**EXTRACTED MATERIAL**
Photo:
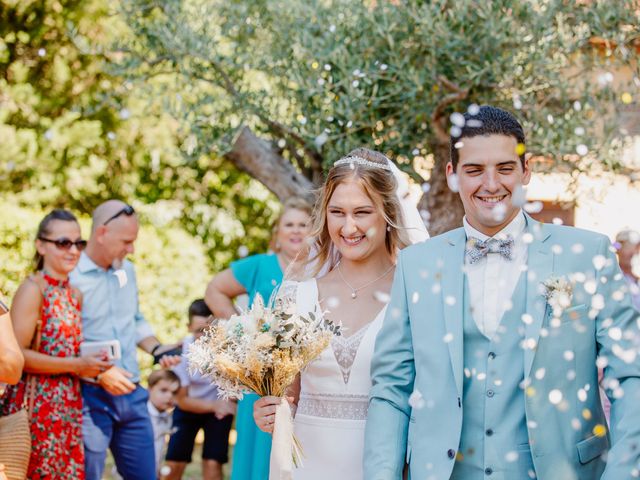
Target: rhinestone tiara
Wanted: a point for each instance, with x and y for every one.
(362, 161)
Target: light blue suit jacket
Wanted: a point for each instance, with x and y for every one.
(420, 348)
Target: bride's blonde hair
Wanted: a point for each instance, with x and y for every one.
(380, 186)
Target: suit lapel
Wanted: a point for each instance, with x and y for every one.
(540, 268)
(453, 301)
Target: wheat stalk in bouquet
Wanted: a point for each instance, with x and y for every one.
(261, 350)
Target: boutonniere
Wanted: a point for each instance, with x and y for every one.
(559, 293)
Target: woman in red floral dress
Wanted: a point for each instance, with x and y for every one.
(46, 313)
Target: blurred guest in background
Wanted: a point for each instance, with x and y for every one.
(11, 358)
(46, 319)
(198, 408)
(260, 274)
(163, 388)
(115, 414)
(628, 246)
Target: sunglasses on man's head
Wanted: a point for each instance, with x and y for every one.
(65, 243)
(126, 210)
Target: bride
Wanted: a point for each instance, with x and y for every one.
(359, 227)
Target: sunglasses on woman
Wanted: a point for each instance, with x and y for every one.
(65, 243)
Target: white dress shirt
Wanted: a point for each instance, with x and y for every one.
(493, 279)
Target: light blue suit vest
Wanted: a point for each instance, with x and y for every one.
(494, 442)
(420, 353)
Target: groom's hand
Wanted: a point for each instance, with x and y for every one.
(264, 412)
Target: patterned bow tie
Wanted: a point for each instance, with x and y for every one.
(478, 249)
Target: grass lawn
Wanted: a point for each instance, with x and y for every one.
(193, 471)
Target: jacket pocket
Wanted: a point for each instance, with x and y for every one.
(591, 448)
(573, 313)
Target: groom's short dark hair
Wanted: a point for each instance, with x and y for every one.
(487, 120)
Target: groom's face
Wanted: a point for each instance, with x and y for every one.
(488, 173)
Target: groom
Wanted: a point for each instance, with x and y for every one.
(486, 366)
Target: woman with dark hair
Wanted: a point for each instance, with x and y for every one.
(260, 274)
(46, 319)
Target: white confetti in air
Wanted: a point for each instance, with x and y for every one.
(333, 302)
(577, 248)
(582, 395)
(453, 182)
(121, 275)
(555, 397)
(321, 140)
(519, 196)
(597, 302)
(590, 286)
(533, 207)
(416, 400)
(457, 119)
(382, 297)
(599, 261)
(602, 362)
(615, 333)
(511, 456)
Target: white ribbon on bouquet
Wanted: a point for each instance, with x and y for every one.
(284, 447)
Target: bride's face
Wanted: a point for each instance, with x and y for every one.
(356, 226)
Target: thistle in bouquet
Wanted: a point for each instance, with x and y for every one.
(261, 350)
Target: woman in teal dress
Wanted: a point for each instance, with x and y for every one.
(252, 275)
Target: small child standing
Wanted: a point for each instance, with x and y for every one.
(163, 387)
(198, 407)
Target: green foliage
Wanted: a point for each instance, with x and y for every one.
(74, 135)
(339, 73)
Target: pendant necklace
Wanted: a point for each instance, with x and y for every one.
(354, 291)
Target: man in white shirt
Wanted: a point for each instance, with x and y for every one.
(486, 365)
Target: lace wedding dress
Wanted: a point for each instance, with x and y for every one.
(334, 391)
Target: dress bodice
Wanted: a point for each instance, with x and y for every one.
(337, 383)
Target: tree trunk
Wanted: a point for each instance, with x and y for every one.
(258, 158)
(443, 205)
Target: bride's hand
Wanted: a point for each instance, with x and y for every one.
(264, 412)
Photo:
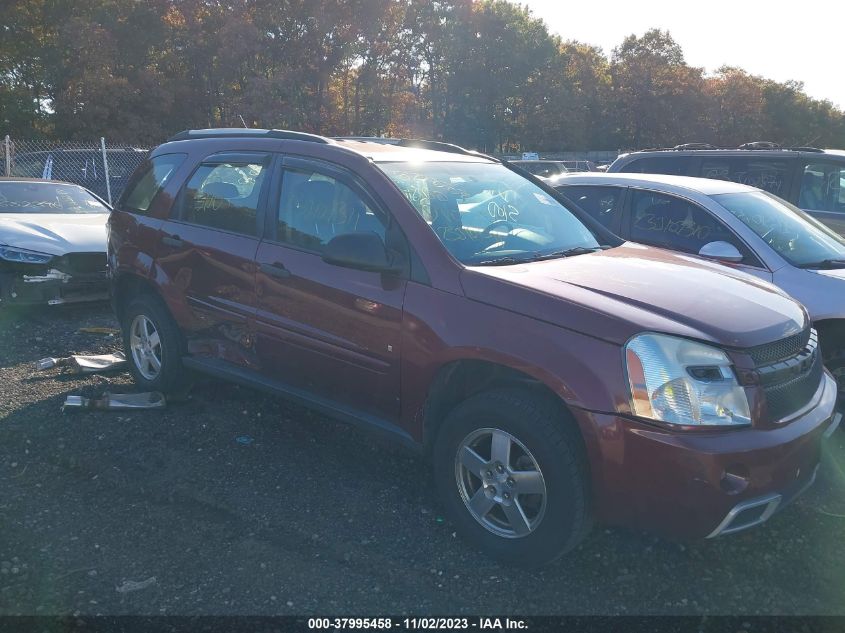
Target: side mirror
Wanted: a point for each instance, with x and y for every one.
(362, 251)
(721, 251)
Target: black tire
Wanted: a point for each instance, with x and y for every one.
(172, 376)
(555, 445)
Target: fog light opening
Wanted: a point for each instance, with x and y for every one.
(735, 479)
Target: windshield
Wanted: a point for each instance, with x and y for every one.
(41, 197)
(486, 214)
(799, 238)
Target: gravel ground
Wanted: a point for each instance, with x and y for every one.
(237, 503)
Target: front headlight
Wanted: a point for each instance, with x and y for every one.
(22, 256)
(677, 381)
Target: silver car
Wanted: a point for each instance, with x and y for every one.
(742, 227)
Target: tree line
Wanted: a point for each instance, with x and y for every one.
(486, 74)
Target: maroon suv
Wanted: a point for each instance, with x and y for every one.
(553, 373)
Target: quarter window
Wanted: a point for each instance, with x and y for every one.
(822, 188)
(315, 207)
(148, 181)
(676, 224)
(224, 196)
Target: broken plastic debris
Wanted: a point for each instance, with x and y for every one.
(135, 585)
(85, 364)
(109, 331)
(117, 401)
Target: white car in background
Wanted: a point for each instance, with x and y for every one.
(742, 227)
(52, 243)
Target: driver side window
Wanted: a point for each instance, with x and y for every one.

**PROMPT**
From the records above, give again exactly the lines running from the line with "Target: bride's face" to the line with "Target: green foliage", inclusive.

**TASK RESPONSE**
Target: bride's face
Wanted: a point for each instance, with x and y for every one.
(356, 226)
Target: thistle in bouquet
Wanted: a point for each instance, with x and y for every one.
(261, 350)
Target: woman in teal dress
Wanted: a point for each instance, with x and y for every one.
(252, 275)
Target: small child standing
Wanted: a point for each instance, with x and y for every one.
(163, 387)
(198, 407)
Target: green foliage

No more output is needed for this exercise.